__Task inputs__
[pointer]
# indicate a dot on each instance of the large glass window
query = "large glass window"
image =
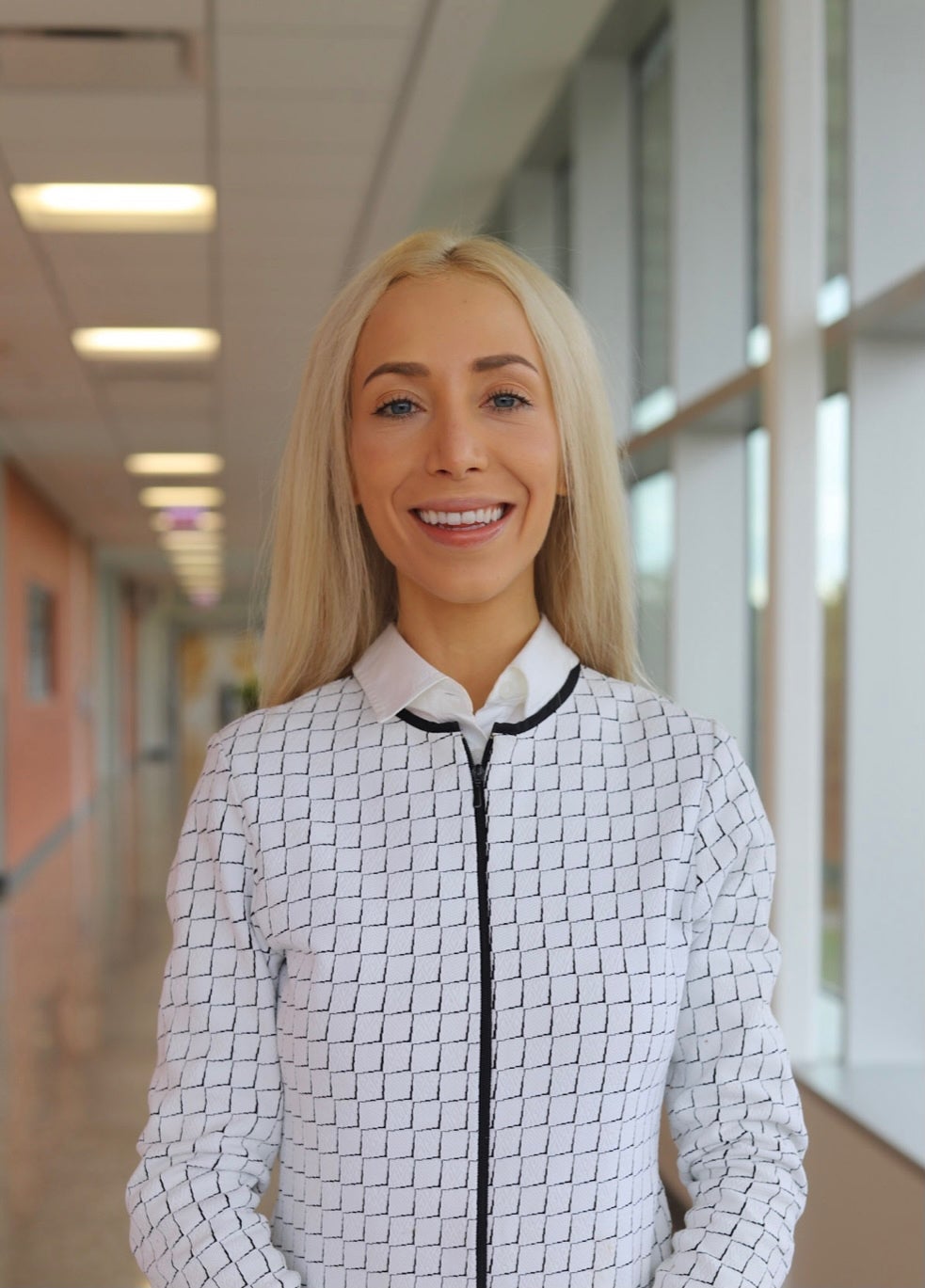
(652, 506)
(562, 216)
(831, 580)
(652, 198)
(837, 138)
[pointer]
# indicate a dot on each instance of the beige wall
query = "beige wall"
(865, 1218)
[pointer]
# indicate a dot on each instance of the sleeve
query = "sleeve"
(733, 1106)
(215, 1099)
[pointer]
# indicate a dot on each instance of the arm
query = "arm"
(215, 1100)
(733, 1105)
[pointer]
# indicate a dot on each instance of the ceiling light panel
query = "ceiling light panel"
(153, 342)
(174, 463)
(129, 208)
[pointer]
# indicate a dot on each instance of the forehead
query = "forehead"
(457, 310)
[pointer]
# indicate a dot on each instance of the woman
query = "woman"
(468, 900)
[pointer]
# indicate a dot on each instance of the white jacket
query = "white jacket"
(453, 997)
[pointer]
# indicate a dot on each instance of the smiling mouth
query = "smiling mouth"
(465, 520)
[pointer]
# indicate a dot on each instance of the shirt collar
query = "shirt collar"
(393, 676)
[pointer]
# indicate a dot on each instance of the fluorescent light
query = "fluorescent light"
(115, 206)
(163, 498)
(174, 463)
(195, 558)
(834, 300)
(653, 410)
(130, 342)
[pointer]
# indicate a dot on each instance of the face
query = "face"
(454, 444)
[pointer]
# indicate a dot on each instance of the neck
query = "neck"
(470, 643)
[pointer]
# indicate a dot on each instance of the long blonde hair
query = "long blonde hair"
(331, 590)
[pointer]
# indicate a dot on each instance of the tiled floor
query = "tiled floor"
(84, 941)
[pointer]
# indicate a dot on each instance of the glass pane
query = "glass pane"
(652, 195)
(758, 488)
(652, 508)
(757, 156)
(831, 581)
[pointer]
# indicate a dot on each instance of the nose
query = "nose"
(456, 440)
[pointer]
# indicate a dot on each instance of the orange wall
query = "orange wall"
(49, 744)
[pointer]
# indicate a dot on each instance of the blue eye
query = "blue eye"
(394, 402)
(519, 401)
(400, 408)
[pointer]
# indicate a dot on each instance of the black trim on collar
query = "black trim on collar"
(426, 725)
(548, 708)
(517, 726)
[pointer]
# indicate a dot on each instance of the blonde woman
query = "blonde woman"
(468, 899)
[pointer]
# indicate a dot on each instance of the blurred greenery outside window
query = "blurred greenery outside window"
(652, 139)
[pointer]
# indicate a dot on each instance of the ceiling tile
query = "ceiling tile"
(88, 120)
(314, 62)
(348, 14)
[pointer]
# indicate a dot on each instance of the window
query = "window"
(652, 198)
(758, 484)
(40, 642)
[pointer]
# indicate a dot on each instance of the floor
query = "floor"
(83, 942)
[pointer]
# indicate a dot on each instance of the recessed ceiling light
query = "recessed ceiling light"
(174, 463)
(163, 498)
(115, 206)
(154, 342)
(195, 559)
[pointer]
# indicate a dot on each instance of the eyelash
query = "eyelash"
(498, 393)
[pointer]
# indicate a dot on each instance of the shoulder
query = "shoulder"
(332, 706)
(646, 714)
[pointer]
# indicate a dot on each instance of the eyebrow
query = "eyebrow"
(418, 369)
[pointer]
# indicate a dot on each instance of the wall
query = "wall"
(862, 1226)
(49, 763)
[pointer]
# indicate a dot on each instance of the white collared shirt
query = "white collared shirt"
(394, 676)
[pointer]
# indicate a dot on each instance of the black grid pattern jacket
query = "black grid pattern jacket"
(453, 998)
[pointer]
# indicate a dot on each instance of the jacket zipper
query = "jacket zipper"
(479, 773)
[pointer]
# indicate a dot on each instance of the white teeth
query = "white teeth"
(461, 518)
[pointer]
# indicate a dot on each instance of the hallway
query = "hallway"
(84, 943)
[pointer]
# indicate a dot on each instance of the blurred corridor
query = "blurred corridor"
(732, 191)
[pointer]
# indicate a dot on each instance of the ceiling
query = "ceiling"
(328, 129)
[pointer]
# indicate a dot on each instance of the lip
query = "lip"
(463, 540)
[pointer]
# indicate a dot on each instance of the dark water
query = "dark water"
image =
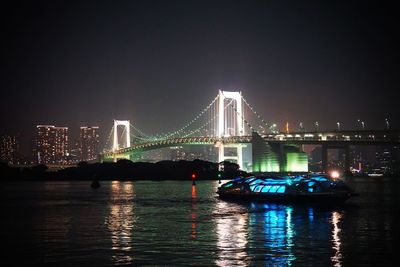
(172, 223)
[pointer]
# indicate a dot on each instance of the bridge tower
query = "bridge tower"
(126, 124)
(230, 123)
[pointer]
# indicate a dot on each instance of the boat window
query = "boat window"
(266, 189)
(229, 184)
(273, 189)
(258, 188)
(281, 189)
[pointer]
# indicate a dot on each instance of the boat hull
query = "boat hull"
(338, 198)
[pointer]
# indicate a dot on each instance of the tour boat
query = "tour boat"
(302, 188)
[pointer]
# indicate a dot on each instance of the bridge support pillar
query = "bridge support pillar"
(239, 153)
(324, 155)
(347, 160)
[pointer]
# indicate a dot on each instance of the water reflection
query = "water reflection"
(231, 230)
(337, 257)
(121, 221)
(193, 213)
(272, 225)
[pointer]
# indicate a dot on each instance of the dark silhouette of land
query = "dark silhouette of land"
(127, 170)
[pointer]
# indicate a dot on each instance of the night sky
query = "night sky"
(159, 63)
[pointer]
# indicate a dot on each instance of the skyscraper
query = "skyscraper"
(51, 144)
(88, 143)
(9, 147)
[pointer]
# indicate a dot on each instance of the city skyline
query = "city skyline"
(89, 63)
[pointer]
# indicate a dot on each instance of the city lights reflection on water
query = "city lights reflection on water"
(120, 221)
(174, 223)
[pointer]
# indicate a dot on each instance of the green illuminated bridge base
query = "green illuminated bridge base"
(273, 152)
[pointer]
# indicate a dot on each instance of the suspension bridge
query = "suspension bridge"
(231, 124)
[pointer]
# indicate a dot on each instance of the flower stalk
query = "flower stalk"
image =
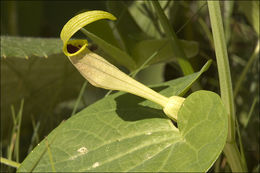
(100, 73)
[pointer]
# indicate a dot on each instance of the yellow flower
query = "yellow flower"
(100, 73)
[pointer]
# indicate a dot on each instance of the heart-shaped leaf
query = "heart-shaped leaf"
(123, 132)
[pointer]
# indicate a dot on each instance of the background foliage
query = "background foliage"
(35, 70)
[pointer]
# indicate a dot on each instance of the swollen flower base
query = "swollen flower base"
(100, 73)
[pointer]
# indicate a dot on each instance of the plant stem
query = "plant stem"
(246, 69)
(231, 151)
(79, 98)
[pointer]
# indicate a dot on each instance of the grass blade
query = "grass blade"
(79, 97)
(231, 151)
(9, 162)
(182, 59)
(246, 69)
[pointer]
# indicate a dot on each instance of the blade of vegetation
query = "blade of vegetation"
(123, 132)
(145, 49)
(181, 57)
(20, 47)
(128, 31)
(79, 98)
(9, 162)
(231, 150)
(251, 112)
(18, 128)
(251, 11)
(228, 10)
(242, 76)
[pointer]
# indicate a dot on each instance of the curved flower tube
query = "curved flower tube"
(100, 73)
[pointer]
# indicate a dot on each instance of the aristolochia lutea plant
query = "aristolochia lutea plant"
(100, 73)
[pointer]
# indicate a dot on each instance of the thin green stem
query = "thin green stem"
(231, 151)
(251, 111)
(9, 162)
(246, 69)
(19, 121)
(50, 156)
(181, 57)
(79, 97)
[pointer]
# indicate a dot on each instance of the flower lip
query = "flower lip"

__Assigned task__
For this exercise, print all of the entries exactly as they appear, but without pictures.

__Your response__
[pointer]
# indicate a dot on each instance of the large glass window
query = "large glass window"
image =
(652, 506)
(562, 216)
(831, 580)
(652, 198)
(837, 138)
[pointer]
# indicate a dot on each instance of the beige wall
query = "beige wall"
(865, 1218)
[pointer]
# indicate a dot on each instance of the sleeve
query = "sleeve"
(733, 1106)
(215, 1099)
[pointer]
# indicate a dot on each instance of the arm
query = "arm"
(215, 1100)
(733, 1105)
[pointer]
# indicate a dot on each instance of the ceiling light panel
query = "ceiling light panel"
(153, 342)
(174, 463)
(129, 208)
[pointer]
# indicate a dot on each instance of the forehead
query = "forehead"
(457, 310)
[pointer]
# indicate a dot on each instance of the woman
query = "woman"
(468, 900)
[pointer]
# indicate a dot on each instance of the white jacket
query = "white jacket"
(453, 997)
[pointer]
# indicate a dot on each instance of the smiling mouth
query = "smiling mouth"
(465, 520)
[pointer]
# indicate a dot on each instance of the shirt collar
query = "shirt collar"
(393, 676)
[pointer]
# indicate a dot on each instance of the fluorescent light
query = "fluorescent light"
(115, 206)
(163, 498)
(174, 463)
(195, 558)
(834, 300)
(653, 410)
(130, 342)
[pointer]
# indicate a dot on each instance of the face
query = "face"
(454, 444)
[pointer]
# indicate a dot on each instance of the neck
query = "neck"
(470, 643)
[pointer]
# indicate a dot on each instance of the long blonde hair
query = "long blonde hair"
(331, 590)
[pointer]
# indicate a dot on each instance of the tiled floor
query = "tiled floor"
(84, 941)
[pointer]
# indicate a dot on each instance of the glass pane
query = "glass pane"
(652, 195)
(758, 488)
(652, 508)
(757, 156)
(831, 581)
[pointer]
# indicate a dot on each instance of the nose
query = "nose"
(456, 440)
[pointer]
# indicate a dot on each instance of the orange wall
query = "orange wall"
(49, 744)
[pointer]
# indicate a dot on each instance of the blue eye
query = "blue eye"
(394, 402)
(519, 401)
(400, 408)
[pointer]
# indicate a dot on each instance of the black trim on collar
query = "black trim on collar"
(426, 725)
(548, 708)
(517, 726)
[pointer]
# indicate a dot on each instance of the blonde woman
query = "blonde woman"
(468, 899)
[pointer]
# indicate a dot on each instance of the blurred greenery outside window
query = "blurred greenery outside window"
(652, 139)
[pointer]
# indicate a dot on each instance of the ceiling tile
query = "ceiling tile"
(88, 120)
(314, 62)
(348, 14)
[pointer]
# indicate a dot on each instance of the window
query = "window"
(652, 198)
(758, 484)
(40, 642)
[pointer]
# indicate a dot on each instance of the floor
query = "floor"
(83, 942)
[pointer]
# indicate a dot on each instance of the recessed ceiling light
query = "recessed ceiling light"
(174, 463)
(163, 498)
(115, 206)
(154, 342)
(195, 559)
[pointer]
# indicate a dot on each instance of the eyelash
query = "eyelash"
(498, 393)
[pointer]
# indicate a dot on each instance of the shoulder
query = "shoulder"
(332, 706)
(646, 714)
[pointer]
# indicate a dot on each instance of the eyebrow
query = "eyebrow"
(418, 369)
[pointer]
# indicate a dot on each instance of the wall
query = "wall"
(862, 1226)
(49, 763)
[pointer]
# indicate a dot on each instance of the white collared shirt
query = "white collared shirt"
(394, 676)
[pointer]
# indicate a dot on each instance of the black grid pattern jacket
query = "black grid pattern jacket"
(453, 998)
[pointer]
# indicate a dot on each instance of the jacket zipper
query = "jacket zipper"
(479, 773)
[pointer]
# indicate a dot on each instance of the white teeth
query = "white teeth"
(461, 518)
[pointer]
# indicate a dot on each instance of the hallway
query = "hallway"
(84, 943)
[pointer]
# indicate a dot on each instance of the blurred corridor
query = "blurred corridor"
(732, 191)
[pointer]
# indicate a dot on each instance of the ceiling
query = "ceiling"
(328, 129)
[pointer]
# indicate a dot on each instance of the lip
query = "lip"
(463, 540)
[pointer]
# indicate a dot on each instance of the dark water
query = "dark water"
image =
(172, 223)
[pointer]
# indicate a dot on each instance of the bridge tower
query = "bridge tower"
(126, 124)
(230, 123)
[pointer]
# indicate a dot on each instance of the boat window
query = "boat window"
(266, 189)
(229, 184)
(273, 189)
(258, 188)
(281, 189)
[pointer]
# indicate a dot on each instance of the boat hull
query = "boat hull"
(338, 198)
[pointer]
# indicate a dot on each instance of the tour boat
query = "tour boat"
(302, 188)
[pointer]
# indicate a dot on each instance of the bridge support pillar
query = "bridge support pillar"
(239, 153)
(324, 155)
(347, 160)
[pointer]
# indicate a dot on each instance of the water reflection
query = "water reflection"
(231, 230)
(337, 257)
(121, 221)
(193, 213)
(272, 225)
[pointer]
# indicate a dot on each instance of the dark silhouette of land
query = "dark silhouette of land"
(127, 170)
[pointer]
# indicate a dot on each instance of the night sky
query = "night sky"
(159, 63)
[pointer]
# indicate a dot on each instance of the skyscraper
query = "skyscraper"
(51, 144)
(88, 143)
(9, 147)
[pointer]
# indicate a dot on each instance of the city skyline
query = "city skyline"
(89, 63)
[pointer]
# indicate a dot on each instance of the city lights reflection on water
query = "city lights reflection on water"
(120, 221)
(174, 223)
[pointer]
# indicate a dot on each instance of the green illuminated bridge base
query = "green illuminated bridge base"
(273, 152)
[pointer]
# indicate a dot on each instance of the suspension bridge
query = "suspension bridge"
(231, 124)
[pointer]
# indicate a dot on each instance of the flower stalk
query = "flower stalk"
image =
(100, 73)
[pointer]
# indicate a dot on each instance of the yellow flower
query = "yellow flower"
(100, 73)
[pointer]
# indicate a dot on each instance of the heart-shaped leaf
query = "heart-shaped leaf"
(123, 132)
[pointer]
# indicate a dot on each instance of the background foliage
query = "background foliage"
(35, 70)
[pointer]
# indicate a dot on each instance of the swollen flower base
query = "swollen flower base"
(100, 73)
[pointer]
# indicate a dot on each instance of the plant stem
query = "plant stem"
(246, 69)
(231, 151)
(79, 98)
[pointer]
# indicate a dot on each instance of the grass blade
query = "grass blade"
(79, 97)
(231, 151)
(9, 162)
(182, 59)
(246, 69)
[pointer]
# indicate a dot on each instance of the blade of vegetation
query = "blade of vegetation"
(123, 132)
(145, 49)
(181, 57)
(20, 47)
(128, 31)
(79, 98)
(9, 162)
(231, 150)
(251, 112)
(18, 128)
(251, 11)
(228, 10)
(242, 76)
[pointer]
# indicate a dot on each instance of the curved flower tube
query = "curved flower tube"
(100, 73)
[pointer]
# indicate a dot on each instance of the aristolochia lutea plant
query = "aristolochia lutea plant"
(100, 73)
[pointer]
# indicate a dot on each instance of the thin green stem
query = "thin green stem"
(231, 151)
(251, 111)
(9, 162)
(246, 69)
(19, 121)
(50, 156)
(181, 57)
(79, 97)
[pointer]
# indicate a dot on each instance of the flower lip
query = "flower lip"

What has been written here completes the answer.